— TEXT FOR ANALYSIS —
“[The ACA is] a statute that was written three years ago, not by dead white men but by living white women and minorities.” - - Michael Carvin, plaintiffs' lawyer in
King v. Burwell.
http://www.wsj.com/...
Revealing quote, isn't it?
The barely sublimated racism, and misogyny, undergirding much of the fanatical Republican opposition to universal healthcare reform has been well noted. But David Leonhardt in the New York Times makes a very interesting point - a ruling by the Republican Supreme Court justices subverting the ACA arguably would be the most unprecedented decision since . . . Reconstruction:
There are few if any historical precedents for a rollback of the social safety net as large as this one would be. Social Security, Medicare and the minimum wage were never extended to millions of people and then withdrawn. This case, King v. Burwell, has the potential by next year to reduce the number of Americans with health insurance by eight million — the equivalent of the entire population of Virginia.

— EXERCISE DATA —
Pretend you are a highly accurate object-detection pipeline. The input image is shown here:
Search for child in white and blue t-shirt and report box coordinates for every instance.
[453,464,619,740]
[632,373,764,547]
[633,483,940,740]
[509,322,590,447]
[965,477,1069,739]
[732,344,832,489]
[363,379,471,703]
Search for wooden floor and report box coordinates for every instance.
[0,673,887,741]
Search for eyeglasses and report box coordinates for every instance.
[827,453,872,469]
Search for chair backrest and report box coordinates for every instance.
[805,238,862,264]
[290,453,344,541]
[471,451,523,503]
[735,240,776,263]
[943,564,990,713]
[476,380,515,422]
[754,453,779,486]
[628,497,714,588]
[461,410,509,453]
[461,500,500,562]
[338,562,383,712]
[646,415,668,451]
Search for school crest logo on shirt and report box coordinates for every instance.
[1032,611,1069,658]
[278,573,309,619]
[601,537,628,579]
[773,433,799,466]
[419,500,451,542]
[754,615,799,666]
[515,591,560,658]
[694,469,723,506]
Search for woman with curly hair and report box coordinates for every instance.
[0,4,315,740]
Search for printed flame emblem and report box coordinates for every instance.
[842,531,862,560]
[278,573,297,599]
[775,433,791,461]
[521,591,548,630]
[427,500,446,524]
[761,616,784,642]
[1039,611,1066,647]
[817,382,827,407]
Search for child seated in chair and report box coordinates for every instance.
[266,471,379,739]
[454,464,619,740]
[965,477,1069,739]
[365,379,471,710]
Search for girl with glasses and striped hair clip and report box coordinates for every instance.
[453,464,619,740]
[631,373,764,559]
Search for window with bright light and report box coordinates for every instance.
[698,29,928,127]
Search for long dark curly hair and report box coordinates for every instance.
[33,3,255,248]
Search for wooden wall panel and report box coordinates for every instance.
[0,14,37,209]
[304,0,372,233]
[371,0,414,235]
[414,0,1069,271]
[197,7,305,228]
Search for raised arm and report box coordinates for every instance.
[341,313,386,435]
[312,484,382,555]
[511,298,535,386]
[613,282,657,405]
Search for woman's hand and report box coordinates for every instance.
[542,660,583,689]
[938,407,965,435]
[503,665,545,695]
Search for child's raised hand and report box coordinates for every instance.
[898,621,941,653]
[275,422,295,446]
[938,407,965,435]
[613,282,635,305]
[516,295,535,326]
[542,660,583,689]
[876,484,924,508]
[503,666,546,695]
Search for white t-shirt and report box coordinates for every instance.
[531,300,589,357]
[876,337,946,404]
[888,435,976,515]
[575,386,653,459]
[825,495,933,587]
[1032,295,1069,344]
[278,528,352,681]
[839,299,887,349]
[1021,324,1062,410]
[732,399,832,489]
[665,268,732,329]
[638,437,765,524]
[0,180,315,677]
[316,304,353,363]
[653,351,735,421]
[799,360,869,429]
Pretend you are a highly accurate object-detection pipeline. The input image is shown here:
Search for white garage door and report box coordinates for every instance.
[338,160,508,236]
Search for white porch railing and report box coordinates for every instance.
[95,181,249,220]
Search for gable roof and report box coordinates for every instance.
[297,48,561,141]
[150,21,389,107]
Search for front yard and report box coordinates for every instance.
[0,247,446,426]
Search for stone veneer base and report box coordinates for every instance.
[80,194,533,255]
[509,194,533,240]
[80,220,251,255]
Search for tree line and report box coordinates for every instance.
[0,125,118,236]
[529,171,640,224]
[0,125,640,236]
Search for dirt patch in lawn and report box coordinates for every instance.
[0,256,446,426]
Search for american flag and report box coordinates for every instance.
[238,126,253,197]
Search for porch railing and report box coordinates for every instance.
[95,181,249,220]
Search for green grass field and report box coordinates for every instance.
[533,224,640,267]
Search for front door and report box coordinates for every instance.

— THINGS TO DO —
**1.** Repeat the King v. Burwell passage word for word, from "The barely sublimated" up to and including "population of Virginia.".
**2.** According to the King v. Burwell passage, by how many people could the case reduce the number of Americans with health insurance by next year?
**3.** Go on with the King v. Burwell passage from the point at which it stops.
The items above are separate material from the King v. Burwell passage.

— ANSWERS TO THE EXERCISES —
**1.**
The barely sublimated racism, and misogyny, undergirding much of the fanatical Republican opposition to universal healthcare reform has been well noted. But David Leonhardt in the New York Times makes a very interesting point - a ruling by the Republican Supreme Court justices subverting the ACA arguably would be the most unprecedented decision since . . . Reconstruction:
There are few if any historical precedents for a rollback of the social safety net as large as this one would be. Social Security, Medicare and the minimum wage were never extended to millions of people and then withdrawn. This case, King v. Burwell, has the potential by next year to reduce the number of Americans with health insurance by eight million — the equivalent of the entire population of Virginia.

**2.** By eight million.

**3.**
When I asked historians if they could think of any similar undoing of an existing part of the social safety net, several said they could not. . . . Julian Zelizer, a Princeton historian and the author of a new book on the 1960s expansion of the safety net, said the closest analogy might be Reconstruction and the reaction to it. An enormous federal effort initially succeeded in expanding civil rights in the South, only to be reversed in later years. The reversal lasted decades.
Reconstruction is obviously a charged, and imperfect, analogy. (For one thing, the people who would lose health insurance now would be predominantly white Southerners.) But the fact that no better precedent comes to mind underscores the highly unusual nature of what could happen at the Supreme Court. http://www.nytimes.com/...
It is an important (and sadly analogous) point, particularly in light of Mr. Carvin's revealing (yet absurd) admission and much of the similar under-the-radar, divisive propaganda circulating among anti-ACA groups.
As a lawyer, I don't believe that the King v. Burwell case is even close; it should be rejected on the merits and by a healthy Supreme Court majority. But even if you thought the Burwell case presented a closer question, the Supreme Court does not have any business opportunistically undermining a democratically enacted social welfare law and/or participating in the basest, partisan politics.
We have been hurtling towards a new Gilded Age . . . do we really need to descend to Reconstruction era politics on the Supreme Court?